DIRECTIVE ▸ Rewrite the part that opens with the line containing "Locate the forested hill" and closes with the line containing "[480,324,552,462]", changing every "box coordinates" to "bounding box coordinates" and leaving everything else unchanged.

A run of records ▸
·····
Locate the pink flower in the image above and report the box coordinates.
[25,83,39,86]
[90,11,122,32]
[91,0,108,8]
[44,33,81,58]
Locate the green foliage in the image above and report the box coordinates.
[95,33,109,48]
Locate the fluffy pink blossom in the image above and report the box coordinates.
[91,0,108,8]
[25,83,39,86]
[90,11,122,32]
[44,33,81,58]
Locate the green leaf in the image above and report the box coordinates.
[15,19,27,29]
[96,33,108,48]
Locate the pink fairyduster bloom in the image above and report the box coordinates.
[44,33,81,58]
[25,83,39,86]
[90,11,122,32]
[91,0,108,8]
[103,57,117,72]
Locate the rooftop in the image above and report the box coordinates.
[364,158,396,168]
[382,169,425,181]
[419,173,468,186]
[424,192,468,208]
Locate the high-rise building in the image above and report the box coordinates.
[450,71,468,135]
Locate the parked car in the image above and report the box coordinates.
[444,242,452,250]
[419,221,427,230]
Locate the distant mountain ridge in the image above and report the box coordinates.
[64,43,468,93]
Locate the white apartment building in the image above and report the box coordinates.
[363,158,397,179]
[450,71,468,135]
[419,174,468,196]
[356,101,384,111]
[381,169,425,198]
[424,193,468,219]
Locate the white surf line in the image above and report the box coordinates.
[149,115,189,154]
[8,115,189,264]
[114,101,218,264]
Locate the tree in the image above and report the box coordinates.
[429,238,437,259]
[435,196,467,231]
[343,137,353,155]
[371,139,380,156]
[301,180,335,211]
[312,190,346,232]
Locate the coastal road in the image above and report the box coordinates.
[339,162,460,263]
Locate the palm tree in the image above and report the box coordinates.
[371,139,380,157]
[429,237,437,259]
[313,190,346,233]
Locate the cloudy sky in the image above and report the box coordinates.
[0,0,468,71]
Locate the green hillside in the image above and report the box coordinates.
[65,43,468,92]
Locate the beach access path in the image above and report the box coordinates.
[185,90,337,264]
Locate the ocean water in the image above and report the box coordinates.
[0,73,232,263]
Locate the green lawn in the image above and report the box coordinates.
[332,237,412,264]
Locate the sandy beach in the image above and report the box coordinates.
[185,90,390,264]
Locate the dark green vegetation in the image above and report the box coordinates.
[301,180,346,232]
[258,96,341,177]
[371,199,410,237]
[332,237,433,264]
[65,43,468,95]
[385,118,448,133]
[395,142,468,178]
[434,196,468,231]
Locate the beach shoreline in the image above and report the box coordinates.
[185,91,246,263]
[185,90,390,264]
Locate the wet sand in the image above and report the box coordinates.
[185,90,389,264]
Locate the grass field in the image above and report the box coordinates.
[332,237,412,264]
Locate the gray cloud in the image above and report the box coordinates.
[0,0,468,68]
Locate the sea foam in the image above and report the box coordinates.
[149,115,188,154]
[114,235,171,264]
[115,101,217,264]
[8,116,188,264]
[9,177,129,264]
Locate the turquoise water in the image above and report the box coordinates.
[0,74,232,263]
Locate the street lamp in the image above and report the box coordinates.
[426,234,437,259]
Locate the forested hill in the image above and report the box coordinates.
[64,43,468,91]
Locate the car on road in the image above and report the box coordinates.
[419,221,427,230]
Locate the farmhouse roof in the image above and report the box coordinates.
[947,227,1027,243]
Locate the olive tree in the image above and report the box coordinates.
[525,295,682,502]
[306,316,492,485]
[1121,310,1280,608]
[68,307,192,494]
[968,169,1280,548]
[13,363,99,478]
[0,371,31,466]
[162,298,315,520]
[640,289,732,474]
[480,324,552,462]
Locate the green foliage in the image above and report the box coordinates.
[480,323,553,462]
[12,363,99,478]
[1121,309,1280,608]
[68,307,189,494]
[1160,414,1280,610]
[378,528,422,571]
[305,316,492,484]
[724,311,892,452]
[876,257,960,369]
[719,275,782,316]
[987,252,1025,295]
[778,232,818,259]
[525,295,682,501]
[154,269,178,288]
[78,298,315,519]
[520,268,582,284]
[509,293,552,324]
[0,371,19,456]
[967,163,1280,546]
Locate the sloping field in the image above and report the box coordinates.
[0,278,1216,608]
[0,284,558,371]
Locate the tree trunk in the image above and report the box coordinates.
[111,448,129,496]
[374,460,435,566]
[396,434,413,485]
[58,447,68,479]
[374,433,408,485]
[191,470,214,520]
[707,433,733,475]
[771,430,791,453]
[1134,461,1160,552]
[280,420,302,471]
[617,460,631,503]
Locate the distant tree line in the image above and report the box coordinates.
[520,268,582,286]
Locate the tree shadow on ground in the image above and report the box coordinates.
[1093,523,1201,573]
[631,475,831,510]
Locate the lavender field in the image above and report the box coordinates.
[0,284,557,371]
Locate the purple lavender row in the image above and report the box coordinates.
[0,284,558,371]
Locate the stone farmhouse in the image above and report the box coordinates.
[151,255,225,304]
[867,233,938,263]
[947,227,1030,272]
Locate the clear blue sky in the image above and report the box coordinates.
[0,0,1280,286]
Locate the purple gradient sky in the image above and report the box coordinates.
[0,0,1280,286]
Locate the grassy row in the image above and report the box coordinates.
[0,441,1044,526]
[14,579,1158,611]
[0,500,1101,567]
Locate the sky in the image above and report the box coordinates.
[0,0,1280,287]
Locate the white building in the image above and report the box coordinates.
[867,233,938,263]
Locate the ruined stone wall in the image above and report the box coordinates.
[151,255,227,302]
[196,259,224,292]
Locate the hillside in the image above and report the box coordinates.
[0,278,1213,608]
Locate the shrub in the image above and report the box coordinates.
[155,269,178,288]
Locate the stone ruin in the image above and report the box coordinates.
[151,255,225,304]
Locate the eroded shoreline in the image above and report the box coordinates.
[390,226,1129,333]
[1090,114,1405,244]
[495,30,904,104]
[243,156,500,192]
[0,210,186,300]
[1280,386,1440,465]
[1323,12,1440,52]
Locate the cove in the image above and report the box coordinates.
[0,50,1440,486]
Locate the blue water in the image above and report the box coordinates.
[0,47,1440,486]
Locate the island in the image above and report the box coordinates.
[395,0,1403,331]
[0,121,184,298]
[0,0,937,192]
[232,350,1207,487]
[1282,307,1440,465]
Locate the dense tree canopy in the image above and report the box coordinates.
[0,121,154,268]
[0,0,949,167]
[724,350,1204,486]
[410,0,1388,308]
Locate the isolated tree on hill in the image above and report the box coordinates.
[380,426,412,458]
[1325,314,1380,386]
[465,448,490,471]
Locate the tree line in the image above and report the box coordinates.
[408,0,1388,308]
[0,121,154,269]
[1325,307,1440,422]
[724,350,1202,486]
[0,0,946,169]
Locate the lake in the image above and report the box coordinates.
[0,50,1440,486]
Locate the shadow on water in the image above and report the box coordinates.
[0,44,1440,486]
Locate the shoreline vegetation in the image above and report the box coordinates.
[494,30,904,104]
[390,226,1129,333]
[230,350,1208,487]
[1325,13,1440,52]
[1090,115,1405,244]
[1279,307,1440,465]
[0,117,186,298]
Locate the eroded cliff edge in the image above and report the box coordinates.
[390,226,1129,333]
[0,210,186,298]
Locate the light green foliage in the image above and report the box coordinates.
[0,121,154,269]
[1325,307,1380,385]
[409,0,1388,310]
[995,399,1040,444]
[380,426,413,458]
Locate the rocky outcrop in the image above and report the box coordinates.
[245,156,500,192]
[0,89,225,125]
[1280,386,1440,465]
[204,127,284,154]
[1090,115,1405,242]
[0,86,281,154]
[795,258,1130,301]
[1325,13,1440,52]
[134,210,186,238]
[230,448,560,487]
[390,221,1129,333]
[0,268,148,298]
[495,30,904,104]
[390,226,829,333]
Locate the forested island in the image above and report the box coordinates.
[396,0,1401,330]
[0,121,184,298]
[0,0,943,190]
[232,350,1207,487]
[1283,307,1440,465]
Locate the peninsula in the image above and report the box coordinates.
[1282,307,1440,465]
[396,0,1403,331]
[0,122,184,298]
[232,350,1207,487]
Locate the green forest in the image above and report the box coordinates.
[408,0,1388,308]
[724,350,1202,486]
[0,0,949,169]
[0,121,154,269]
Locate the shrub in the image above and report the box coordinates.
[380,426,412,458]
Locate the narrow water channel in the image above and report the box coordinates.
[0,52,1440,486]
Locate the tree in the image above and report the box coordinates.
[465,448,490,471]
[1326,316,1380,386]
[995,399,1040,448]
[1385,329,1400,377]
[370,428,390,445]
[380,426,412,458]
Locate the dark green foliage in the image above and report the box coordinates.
·····
ANSWER TO THIS EXERCISE ▸
Locate the forested hill in the image above and report the bounding box coordinates.
[64,43,468,91]
Locate the car on road in the image above and report the bounding box coordinates.
[419,221,427,230]
Locate the farmhouse roof in the image above and report the bounding box coordinates.
[947,227,1027,243]
Locate the olive tree in the image above and report the bounding box coordinates.
[525,295,682,502]
[306,316,492,485]
[1121,310,1280,608]
[68,307,192,494]
[968,169,1280,548]
[13,363,99,478]
[0,371,31,466]
[162,298,315,520]
[640,289,732,474]
[480,324,552,462]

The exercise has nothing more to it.